Instruction:
In the entries below, find the line containing "mark the region of the <item>concrete". Copy it and all lines after it, exactly, through the end.

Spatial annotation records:
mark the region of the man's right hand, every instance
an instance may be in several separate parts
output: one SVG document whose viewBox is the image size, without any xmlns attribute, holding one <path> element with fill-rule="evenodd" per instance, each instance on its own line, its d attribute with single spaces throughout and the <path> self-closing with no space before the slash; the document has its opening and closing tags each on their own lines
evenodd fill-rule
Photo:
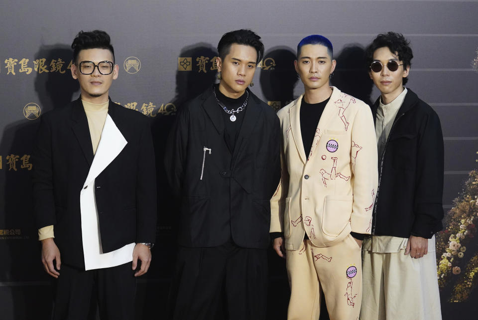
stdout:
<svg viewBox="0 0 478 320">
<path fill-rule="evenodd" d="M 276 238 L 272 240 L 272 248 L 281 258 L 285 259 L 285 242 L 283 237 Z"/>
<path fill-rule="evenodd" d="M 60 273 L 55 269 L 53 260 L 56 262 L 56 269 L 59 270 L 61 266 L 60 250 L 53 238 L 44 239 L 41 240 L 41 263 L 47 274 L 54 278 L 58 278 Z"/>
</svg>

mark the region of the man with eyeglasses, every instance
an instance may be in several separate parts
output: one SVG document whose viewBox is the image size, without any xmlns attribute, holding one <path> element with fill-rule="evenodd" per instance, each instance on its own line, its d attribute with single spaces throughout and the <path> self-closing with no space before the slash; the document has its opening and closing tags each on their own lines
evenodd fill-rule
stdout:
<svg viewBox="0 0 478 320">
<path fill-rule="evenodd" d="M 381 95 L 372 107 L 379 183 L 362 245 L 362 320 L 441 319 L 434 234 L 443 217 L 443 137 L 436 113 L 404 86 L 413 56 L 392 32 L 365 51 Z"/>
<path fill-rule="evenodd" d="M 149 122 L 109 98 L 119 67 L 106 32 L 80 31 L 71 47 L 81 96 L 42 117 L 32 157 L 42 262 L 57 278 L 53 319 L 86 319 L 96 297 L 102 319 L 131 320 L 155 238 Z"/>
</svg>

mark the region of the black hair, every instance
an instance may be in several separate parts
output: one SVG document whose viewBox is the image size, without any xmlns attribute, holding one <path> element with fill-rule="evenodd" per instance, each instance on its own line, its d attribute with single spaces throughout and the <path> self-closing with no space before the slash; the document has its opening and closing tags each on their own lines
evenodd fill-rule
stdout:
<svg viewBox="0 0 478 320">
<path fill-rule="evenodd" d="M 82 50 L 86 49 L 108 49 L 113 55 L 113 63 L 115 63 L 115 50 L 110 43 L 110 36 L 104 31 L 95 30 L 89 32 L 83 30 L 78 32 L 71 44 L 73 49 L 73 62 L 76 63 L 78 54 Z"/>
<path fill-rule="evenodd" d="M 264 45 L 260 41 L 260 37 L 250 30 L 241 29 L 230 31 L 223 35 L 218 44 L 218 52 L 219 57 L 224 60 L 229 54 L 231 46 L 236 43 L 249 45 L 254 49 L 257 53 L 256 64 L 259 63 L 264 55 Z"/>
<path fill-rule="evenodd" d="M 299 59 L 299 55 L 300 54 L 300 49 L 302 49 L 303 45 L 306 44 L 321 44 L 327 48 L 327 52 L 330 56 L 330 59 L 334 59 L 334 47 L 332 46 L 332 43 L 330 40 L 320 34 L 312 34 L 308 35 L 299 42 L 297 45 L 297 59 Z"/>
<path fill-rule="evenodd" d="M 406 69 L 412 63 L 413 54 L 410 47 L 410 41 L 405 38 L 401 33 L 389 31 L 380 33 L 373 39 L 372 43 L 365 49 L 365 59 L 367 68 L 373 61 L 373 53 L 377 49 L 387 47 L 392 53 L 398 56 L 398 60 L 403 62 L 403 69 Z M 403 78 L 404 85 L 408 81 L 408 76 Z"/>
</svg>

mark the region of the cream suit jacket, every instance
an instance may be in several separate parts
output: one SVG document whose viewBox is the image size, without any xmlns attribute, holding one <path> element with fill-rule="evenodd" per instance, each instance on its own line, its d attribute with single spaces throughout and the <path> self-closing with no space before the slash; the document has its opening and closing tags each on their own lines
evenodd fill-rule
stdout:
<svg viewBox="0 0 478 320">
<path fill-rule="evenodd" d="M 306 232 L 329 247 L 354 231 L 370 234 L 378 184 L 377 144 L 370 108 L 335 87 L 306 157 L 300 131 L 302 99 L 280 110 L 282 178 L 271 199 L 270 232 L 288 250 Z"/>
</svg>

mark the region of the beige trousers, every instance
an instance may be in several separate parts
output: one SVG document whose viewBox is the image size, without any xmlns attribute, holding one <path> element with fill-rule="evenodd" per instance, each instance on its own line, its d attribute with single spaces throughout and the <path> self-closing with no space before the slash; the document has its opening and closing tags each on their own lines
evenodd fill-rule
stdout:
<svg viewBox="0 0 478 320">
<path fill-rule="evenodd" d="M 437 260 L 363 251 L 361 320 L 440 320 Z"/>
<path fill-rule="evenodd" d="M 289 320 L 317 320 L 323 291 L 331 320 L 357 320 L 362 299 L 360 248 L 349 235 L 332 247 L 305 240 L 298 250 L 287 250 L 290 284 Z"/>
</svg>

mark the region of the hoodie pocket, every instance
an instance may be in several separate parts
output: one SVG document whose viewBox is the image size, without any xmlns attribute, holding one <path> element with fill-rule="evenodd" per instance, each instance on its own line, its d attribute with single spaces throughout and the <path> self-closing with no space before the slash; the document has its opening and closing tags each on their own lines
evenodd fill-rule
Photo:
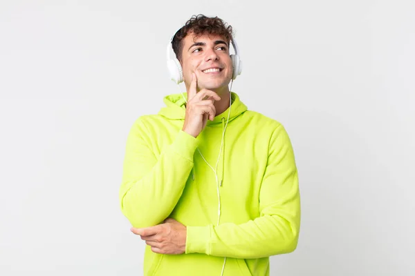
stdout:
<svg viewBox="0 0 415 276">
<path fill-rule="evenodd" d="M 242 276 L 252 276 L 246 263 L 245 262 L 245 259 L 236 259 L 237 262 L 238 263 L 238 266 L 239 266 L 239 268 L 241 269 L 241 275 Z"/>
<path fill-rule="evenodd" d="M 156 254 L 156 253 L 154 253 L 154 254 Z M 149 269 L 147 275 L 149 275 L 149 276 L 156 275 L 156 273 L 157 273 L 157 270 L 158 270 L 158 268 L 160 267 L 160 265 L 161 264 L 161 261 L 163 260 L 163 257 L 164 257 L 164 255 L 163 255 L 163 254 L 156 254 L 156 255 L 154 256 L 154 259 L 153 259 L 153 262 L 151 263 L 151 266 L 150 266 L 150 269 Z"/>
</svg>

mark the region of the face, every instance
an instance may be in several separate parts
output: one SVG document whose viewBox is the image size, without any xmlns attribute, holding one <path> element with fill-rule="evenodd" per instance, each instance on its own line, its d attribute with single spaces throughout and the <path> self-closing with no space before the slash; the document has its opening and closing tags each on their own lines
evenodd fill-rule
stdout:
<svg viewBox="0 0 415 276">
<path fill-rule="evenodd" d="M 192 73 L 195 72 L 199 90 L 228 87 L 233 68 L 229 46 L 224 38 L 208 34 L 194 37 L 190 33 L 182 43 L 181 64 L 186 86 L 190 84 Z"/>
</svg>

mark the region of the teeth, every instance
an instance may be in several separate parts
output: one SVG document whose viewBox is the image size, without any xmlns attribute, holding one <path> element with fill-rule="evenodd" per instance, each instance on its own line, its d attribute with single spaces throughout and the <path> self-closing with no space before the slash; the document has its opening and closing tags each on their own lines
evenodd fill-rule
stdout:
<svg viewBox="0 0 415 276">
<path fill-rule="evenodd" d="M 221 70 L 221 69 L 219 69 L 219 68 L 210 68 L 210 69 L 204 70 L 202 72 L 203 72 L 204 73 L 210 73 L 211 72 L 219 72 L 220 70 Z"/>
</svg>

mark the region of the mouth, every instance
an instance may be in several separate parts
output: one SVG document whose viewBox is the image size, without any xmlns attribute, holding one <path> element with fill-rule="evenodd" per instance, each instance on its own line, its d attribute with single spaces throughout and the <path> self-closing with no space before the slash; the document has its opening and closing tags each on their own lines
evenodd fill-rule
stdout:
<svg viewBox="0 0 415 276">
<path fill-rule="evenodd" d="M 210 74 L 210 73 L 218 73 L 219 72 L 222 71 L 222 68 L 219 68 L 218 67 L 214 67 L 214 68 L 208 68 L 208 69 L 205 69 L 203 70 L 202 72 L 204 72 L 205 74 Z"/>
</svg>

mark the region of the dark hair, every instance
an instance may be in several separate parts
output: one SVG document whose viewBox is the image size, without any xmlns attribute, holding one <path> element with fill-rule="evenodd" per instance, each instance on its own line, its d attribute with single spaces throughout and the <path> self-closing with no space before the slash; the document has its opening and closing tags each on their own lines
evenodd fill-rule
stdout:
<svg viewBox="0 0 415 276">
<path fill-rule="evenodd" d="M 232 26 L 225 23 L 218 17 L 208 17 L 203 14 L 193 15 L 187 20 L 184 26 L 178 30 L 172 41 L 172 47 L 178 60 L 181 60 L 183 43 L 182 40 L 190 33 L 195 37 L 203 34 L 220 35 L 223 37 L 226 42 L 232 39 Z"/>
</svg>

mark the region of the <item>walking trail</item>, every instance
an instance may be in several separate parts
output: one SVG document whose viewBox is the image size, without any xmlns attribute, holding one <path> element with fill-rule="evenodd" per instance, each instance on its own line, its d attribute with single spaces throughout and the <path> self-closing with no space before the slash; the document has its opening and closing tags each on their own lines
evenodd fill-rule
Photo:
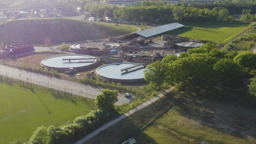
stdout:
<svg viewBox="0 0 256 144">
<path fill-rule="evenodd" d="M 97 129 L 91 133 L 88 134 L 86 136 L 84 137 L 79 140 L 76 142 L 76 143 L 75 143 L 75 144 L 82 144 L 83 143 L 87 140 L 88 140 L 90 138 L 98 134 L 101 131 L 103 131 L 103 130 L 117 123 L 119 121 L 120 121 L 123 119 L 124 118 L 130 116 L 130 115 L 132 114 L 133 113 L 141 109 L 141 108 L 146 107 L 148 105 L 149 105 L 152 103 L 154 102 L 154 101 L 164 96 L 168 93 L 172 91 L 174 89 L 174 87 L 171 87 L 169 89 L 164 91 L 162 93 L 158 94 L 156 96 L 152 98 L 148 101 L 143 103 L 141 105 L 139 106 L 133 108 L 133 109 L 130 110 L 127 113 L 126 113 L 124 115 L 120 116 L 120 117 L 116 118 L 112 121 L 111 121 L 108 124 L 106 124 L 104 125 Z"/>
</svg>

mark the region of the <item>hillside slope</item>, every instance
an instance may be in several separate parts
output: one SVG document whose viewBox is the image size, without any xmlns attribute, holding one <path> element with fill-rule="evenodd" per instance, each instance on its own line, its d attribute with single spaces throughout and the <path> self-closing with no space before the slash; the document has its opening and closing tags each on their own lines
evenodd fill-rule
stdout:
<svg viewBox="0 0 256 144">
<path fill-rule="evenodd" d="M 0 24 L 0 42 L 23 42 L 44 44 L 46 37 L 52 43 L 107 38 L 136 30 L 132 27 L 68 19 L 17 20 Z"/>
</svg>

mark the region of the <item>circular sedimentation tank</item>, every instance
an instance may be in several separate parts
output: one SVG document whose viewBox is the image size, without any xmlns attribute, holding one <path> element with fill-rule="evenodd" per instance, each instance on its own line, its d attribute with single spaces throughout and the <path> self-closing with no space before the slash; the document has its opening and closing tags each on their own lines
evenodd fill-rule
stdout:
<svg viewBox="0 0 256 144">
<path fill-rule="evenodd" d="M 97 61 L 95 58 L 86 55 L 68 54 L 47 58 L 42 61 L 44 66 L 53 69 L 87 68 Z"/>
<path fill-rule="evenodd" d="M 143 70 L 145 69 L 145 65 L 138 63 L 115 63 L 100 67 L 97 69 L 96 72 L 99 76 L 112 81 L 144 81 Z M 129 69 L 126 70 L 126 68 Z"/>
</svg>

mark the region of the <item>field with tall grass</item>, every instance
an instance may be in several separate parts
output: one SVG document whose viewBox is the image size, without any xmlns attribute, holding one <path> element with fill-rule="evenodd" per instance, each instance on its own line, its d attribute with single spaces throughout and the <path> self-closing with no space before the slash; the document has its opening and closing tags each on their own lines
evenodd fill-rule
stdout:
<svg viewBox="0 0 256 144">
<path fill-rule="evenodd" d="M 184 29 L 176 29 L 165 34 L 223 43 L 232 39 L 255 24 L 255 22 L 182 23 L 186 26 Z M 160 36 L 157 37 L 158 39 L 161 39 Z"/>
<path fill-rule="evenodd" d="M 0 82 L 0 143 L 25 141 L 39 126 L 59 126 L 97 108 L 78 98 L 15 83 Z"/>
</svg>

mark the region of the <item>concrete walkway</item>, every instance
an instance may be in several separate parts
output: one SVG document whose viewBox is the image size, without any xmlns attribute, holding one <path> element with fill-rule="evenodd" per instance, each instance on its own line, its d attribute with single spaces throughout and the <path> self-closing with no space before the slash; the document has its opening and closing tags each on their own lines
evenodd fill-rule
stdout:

Solution:
mark the region of the <item>concrete walkway</item>, every instance
an instance may be in several separate parts
output: one SVG document whose viewBox is the image size, without any xmlns attribute, holding one <path> element with fill-rule="evenodd" per instance, each instance on its own line, its d attribute with single spaces throughout and the <path> self-closing with no space before the slash; the document has its opening and closing tags each on their own lines
evenodd fill-rule
stdout:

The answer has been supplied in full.